* What you need to do
Pictures do not belong in the copy, so please give every entry below again exactly.

----- Dataset records -----

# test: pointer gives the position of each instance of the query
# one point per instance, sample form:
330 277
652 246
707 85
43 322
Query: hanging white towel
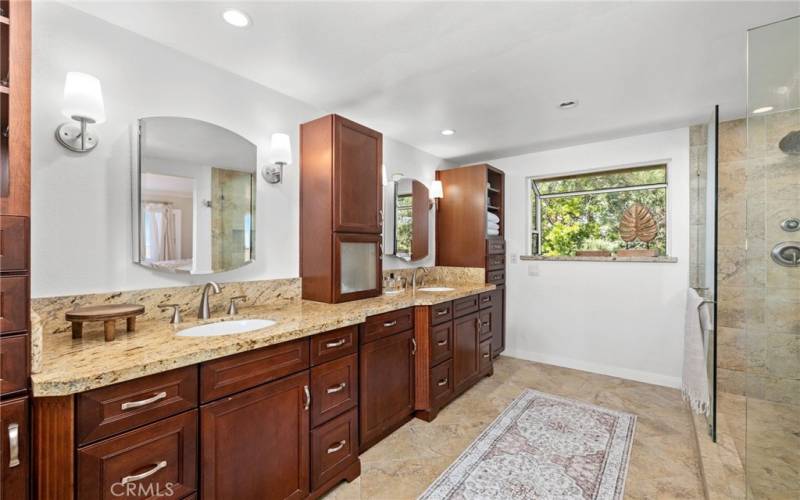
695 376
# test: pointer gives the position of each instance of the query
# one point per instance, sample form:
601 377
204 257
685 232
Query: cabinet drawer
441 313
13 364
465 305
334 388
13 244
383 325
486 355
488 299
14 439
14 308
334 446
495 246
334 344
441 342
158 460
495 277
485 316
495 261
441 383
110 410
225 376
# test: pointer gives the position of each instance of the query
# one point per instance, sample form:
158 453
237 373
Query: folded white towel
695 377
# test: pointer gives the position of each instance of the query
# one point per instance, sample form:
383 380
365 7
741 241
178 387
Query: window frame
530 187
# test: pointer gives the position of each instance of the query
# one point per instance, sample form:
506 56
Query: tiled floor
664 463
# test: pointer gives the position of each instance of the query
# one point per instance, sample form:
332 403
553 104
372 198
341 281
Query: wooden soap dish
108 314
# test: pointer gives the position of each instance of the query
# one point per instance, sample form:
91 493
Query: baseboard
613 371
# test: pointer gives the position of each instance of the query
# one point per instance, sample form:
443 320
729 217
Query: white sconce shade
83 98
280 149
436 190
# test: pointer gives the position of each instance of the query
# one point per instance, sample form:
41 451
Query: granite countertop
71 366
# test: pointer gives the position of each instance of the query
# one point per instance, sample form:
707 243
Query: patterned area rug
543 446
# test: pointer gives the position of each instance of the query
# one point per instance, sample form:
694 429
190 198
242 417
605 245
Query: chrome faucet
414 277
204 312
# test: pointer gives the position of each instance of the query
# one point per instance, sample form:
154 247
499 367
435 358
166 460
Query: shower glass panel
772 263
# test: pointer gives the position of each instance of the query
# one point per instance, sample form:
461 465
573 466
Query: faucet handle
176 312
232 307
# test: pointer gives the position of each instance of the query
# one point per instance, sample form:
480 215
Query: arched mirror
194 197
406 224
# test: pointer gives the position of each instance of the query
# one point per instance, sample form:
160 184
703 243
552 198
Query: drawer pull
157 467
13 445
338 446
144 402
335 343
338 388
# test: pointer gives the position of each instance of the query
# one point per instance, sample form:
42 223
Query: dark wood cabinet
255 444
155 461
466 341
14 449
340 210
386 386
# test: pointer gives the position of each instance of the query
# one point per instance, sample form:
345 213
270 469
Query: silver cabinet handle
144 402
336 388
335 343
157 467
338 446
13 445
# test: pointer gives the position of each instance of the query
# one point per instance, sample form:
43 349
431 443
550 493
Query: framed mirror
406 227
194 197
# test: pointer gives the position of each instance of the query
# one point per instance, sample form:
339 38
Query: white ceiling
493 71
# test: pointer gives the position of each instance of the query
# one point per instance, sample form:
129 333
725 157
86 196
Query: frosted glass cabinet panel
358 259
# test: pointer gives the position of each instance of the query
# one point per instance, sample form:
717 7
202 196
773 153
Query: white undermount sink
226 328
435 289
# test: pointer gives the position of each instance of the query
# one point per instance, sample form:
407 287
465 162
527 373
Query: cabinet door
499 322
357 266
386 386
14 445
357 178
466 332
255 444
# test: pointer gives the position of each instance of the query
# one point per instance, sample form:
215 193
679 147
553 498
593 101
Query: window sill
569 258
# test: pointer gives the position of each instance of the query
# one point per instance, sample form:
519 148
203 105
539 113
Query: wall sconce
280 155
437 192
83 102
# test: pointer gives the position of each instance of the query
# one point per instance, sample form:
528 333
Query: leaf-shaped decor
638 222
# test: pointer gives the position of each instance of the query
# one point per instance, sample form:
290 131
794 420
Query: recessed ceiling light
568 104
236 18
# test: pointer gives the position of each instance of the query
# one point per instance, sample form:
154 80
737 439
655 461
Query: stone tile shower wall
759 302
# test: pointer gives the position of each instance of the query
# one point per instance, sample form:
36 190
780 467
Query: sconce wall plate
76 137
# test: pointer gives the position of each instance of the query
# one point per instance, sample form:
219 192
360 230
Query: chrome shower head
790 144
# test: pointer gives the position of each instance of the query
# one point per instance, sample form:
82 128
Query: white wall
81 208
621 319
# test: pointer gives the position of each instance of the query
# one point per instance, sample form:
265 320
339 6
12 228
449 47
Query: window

-----

* Final answer
# test: pointer gives the position of each instance of the query
# one point per instance, sample form:
330 277
652 246
707 85
43 322
Query: hanging white towel
695 376
# test: pointer gives the position of each instance of the query
# one point per instance, sample form:
601 377
204 257
685 232
Query: cabinet drawer
441 313
13 364
465 305
334 388
13 244
383 325
486 355
488 299
14 439
14 308
334 446
495 246
334 344
441 342
158 460
495 277
485 316
495 261
441 383
110 410
225 376
# test: pointer gives the position of each instance of the query
# one point per instance, sample form:
158 453
237 373
Query: folded white towel
695 377
# test: pointer gives the position of each instance of the query
# one point per instance, sample form:
383 380
365 7
741 241
178 387
Query: window frame
530 187
# test: pointer gives the position of each instance of the query
# one point per instance, sample form:
506 56
Query: tiled floor
664 463
# test: pointer gives the position of each instance of the query
# one point per instance, sample form:
332 403
553 104
372 198
341 281
Query: wooden soap dish
108 314
# test: pointer gives the position of each instance of the query
# one point per instance, sample form:
91 493
Query: baseboard
613 371
# test: pointer gives the position of each instance of the query
# one point per instance, sample form:
443 320
729 217
Query: white sconce shade
83 98
280 149
436 190
# test: pointer gives the position of each instance of the query
# one point per instance, sample form:
41 451
Query: granite countertop
71 366
# test: pointer gives the position of each instance of the query
# one point per instance, sample form:
707 243
Query: patterned area rug
543 446
# test: pointer gives the position of each instance of the query
# one point per instance, sample form:
694 429
190 198
242 417
605 245
Query: chrome faucet
414 277
204 312
# test: pointer gives the position of each instance of the query
# one point per instance, sample form:
154 247
499 367
435 358
166 460
Query: shower glass panel
772 263
# test: pointer gives the position of each instance of the query
# one point per instance, sample form:
461 465
573 466
Query: faucet handle
176 312
232 307
# test: pointer gives the position of each instance of the query
# one point per instance, sample form:
480 215
Query: arched mirror
194 197
406 224
# test: pointer gives the position of each instance of the query
# one point per instance, sample form:
160 184
703 243
552 198
Query: drawer pull
157 467
13 445
338 446
144 402
335 343
338 388
# test: pointer gives the position of each instance of the query
# one point per instance, sample form:
42 223
Query: dark wood cabinet
255 444
155 461
466 341
14 449
340 210
386 386
# test: pointer gives the position of each instance of the query
# one point per instance, sample form:
345 213
270 469
Query: silver cabinet handle
144 402
336 388
335 343
157 467
338 446
13 445
# test: pointer gives the position of each instance of the query
# one point per instance, sample form:
43 349
431 443
550 493
Query: framed mirror
406 227
194 197
# test: pointer gives the position of each instance of the query
# one point per instance, sample form:
339 38
Query: white ceiling
493 71
# test: pointer gives the position of each instance of the query
# one point per instance, sample form:
129 333
725 157
86 196
Query: frosted glass cabinet panel
358 259
# test: pointer gives the position of each instance of the query
# one point per instance, sample form:
717 7
202 196
773 153
Query: white undermount sink
226 328
435 289
# test: pointer gives the position of each instance of the query
# one point per instance, sample form:
407 287
465 162
527 373
Query: cabinet door
499 322
357 266
386 386
14 445
357 178
466 332
255 444
# test: pointer gives the position of each instance of the query
# one point per instance, sample form:
215 193
679 147
553 498
593 101
Query: window sill
569 258
# test: pointer gives the position of each instance of the query
# one point per instance, sample form:
519 148
203 105
539 113
Query: wall sconce
280 155
437 192
83 102
# test: pointer gives the position of each instance of the query
# one point per instance, sample form:
528 333
Query: leaf-shaped decor
638 222
# test: pointer gives the position of each instance of the query
# one point per instance, sample form:
290 131
794 420
Query: recessed ceiling light
568 104
236 18
# test: pointer gives the position of each instance of the query
# one point per instance, sample form:
154 80
737 439
655 461
Query: stone tile shower wall
759 302
# test: pointer gives the position of each instance of the query
# one point per instance, sample form:
36 190
780 467
Query: sconce wall plate
76 137
# test: pointer gives the position of each instance of the query
# one point per instance, sample form:
219 192
360 230
Query: chrome shower head
790 144
# test: pointer gives the position of each instance of the query
# one point per instance, sample form:
82 128
Query: white wall
81 208
621 319
# test: pointer gives the position of each instance of the query
# one point per instance, sample form:
265 320
339 6
12 228
449 47
Query: window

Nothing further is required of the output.